[Point-per-instance localization data]
━━━━━━━━━━━━━━━━
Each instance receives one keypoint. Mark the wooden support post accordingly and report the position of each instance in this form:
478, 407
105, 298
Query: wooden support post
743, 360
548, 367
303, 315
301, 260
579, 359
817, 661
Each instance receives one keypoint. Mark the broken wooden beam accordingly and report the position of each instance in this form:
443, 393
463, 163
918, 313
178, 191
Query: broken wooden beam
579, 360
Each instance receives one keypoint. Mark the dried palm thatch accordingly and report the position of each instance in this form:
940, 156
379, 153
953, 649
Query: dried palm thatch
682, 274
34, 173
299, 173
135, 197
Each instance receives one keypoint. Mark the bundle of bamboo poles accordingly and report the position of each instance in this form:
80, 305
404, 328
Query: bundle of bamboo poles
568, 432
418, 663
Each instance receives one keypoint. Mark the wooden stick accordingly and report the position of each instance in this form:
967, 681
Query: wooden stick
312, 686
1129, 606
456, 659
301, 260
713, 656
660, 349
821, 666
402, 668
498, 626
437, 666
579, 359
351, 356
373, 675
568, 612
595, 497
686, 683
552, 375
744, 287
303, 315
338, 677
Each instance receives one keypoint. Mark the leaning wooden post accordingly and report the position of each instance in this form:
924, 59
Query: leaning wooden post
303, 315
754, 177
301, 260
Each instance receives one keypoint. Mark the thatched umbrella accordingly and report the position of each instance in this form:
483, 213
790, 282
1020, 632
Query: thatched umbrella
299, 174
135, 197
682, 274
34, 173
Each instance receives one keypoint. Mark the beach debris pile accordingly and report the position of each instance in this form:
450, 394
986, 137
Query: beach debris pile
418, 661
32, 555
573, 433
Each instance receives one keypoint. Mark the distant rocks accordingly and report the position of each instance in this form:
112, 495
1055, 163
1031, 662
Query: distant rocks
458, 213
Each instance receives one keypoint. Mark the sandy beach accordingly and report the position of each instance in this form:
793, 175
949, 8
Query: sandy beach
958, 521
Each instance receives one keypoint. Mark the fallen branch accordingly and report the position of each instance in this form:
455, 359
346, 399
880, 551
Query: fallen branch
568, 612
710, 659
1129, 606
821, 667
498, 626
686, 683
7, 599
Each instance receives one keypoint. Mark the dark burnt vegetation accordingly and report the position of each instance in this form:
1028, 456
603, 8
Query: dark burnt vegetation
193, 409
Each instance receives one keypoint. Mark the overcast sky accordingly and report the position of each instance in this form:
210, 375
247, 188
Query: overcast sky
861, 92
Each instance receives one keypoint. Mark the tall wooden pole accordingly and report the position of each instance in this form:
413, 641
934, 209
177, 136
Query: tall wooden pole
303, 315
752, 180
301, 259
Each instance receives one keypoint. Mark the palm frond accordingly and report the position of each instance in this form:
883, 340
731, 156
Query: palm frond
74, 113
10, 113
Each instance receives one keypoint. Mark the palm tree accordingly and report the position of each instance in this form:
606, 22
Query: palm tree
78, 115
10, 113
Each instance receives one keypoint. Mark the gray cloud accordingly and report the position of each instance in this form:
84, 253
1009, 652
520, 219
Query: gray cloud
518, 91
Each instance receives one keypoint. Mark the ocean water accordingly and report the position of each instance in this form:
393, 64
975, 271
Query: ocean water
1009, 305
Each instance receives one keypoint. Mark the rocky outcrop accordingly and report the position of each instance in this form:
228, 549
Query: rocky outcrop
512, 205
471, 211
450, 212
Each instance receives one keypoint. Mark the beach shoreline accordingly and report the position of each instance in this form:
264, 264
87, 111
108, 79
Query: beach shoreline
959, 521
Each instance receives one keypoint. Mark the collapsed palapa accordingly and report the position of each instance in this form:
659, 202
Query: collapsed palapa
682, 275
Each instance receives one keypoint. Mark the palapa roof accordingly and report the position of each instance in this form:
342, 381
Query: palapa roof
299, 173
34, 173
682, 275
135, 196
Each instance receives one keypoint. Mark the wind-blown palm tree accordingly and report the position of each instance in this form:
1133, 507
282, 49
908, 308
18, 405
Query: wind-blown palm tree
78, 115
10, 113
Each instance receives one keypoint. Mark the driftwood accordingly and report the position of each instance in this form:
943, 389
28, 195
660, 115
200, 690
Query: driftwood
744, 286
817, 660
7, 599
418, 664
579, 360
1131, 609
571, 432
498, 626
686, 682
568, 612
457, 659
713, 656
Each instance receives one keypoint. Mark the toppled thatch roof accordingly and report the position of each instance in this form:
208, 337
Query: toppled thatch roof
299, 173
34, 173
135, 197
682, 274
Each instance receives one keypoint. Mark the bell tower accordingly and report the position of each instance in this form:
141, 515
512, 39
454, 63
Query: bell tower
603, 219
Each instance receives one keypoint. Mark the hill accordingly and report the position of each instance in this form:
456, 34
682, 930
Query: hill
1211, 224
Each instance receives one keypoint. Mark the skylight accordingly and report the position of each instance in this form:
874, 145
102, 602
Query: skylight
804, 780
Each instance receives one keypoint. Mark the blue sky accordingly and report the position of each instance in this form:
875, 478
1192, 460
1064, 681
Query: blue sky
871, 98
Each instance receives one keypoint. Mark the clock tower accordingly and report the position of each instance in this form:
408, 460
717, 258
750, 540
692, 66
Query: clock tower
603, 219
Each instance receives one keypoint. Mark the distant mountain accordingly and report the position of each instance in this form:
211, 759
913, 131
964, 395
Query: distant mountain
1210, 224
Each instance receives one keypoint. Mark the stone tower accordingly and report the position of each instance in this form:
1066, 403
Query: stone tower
━━━━━━━━━━━━━━━━
Every entry shown above should be transcribed without alteration.

Each instance receives one keypoint. Mark the wooden support post accordingly and report the position of each instance in this form:
478, 407
105, 298
Query: wooden support post
743, 360
548, 367
303, 315
301, 260
579, 359
817, 661
Each instance receives one keypoint. Mark the broken wooden beam accordingly and report the position of each instance in this form:
443, 393
463, 163
918, 313
178, 191
Query: broken wooden beam
579, 360
Each instance receives one keypoint. Mark the dried palm thatch accordingly and report the position of each instance in this form:
940, 156
379, 153
953, 649
Query: dried palm thatch
682, 274
34, 173
299, 173
135, 197
Each instance receives one keypoint. Mark the bundle of bamboo poles accordingly and report the position of each instance in this form:
80, 305
404, 328
Query: bundle of bamboo poles
568, 432
418, 663
Each instance receives one keypoint. Mark the wooden stick accordingly and report the position of each instance in this form:
967, 681
Query: wooden stick
312, 686
1129, 606
456, 659
301, 260
713, 656
660, 349
821, 666
402, 668
498, 626
437, 666
579, 359
351, 356
373, 675
568, 612
595, 497
686, 683
552, 375
744, 287
303, 315
338, 677
Each instance receives one keypoint. Mark the leaning wooden post accordingly and report the position of each instance in this form:
924, 59
Query: leaning wooden post
303, 315
754, 177
301, 260
Each instance receives one keypoint. Mark the thatched umbrella accordingly and report the position of each instance in this form:
483, 213
790, 282
1020, 632
Query: thatched umbrella
299, 174
135, 197
682, 274
34, 173
Each instance receives one keypoint. Mark the beach debris pile accordingly and report the position of each instance in this form:
450, 394
986, 137
Query: beach debris pile
418, 661
32, 555
573, 433
Each instance receives one keypoint. Mark the distant rocks accordingly and report the position of each instance in this form:
112, 495
1055, 163
1031, 662
Query: distant rocks
458, 213
Each instance receives one keypoint. Mark the sandy beach accordingly and report the position of each instance in this form:
793, 175
949, 8
Query: sandy beach
958, 521
Each instance receives one keypoint. Mark the fallen branch accordingly and report the position of each instance in this form:
455, 359
346, 399
880, 551
Query: fallen branch
568, 612
710, 659
1129, 606
821, 667
498, 626
686, 683
7, 599
Each instance receives one keypoint. Mark the dark burnt vegetation accordingly and report the position of each instance in this form:
1028, 456
603, 8
Query: dark burnt vegetation
193, 409
Each instance receives one keypoint. Mark the overcast sky accordingly and report the position of each instance in this form:
210, 375
247, 188
Query: overcast sky
861, 92
Each instance receives one keypoint. Mark the tall wooden pole accordingly and report the position of each instance in this form:
413, 641
934, 209
177, 136
Query: tall wooden pole
303, 315
752, 180
301, 259
Each instance receives one keypoint. Mark the palm frond accordingly and report the position of each instance in this form:
883, 340
731, 156
Query: palm frond
74, 113
10, 113
Each instance receives one keypoint. Mark the palm tree accordingly and report the position of each instance in this form:
606, 22
Query: palm tree
78, 115
10, 113
Each instance receives one keypoint. Mark the gray cloud accordingly and report the position of each instance in this form:
84, 253
1009, 652
520, 219
Query: gray cloud
518, 91
Each instance receives one keypoint. Mark the ocean water accordingly and report the position of each instance in this form:
393, 64
975, 271
Query: ocean water
1009, 305
Each instance receives one keypoint. Mark the rocky outcrop accordingly and report the position of each instance in this form:
228, 549
Query: rocky outcrop
512, 205
471, 211
450, 212
Each instance receives one keypoint. Mark the beach shoreline accordingly and report the position of each instance in this form:
264, 264
87, 111
108, 79
Query: beach shoreline
959, 521
Each instance receives one keypoint. Mark the collapsed palapa accordingly and report the position of each instance in this form:
659, 202
Query: collapsed palapa
682, 275
Each instance receives one keypoint. Mark the palapa roof accordingly and report the position of each instance in this form:
342, 381
Query: palapa roof
299, 173
34, 173
682, 275
135, 196
Each instance receives one keypoint. Mark the wind-blown palm tree accordingly and report the position of each instance in this form:
1133, 507
282, 49
908, 308
18, 405
Query: wind-blown palm tree
78, 115
10, 113
Each instance receives one keypoint. Mark the driftwood accordingly and report the position of each instance in this form:
943, 389
28, 195
660, 115
200, 690
Query: driftwood
744, 286
817, 660
7, 599
418, 664
579, 360
1131, 609
571, 432
498, 626
686, 682
568, 612
457, 659
713, 656
Each instance receives one keypoint. Mark the toppled thatch roof accordingly and report the position of each instance in this form:
208, 337
Query: toppled thatch roof
299, 173
34, 173
135, 197
682, 274
Each instance receives one keypoint. Mark the bell tower accordingly and report the position of each instance in this form:
141, 515
512, 39
454, 63
Query: bell tower
603, 219
Each instance receives one keypoint. Mark the hill accordingly and report the position of each instance in this form:
456, 34
682, 930
Query: hill
1211, 224
Each instance receives one keypoint. Mark the skylight accordingly and report the position of each instance in this form:
874, 145
102, 602
Query: skylight
804, 780
Each instance receives one keypoint. Mark the blue sky accordingly and report the position of each instance in this form:
875, 478
1192, 460
1064, 681
Query: blue sky
871, 98
Each instance receives one keypoint. Mark the clock tower accordingly and report the position of each instance in this form:
408, 460
717, 258
750, 540
692, 66
Query: clock tower
603, 219
Each instance receives one keypoint. Mark the distant mountain accordingly and report the position of each instance in this form:
211, 759
913, 131
964, 395
Query: distant mountain
1210, 224
Each instance receives one keypoint. Mark the stone tower accordingly and report the position of each instance in this form:
1066, 403
Query: stone tower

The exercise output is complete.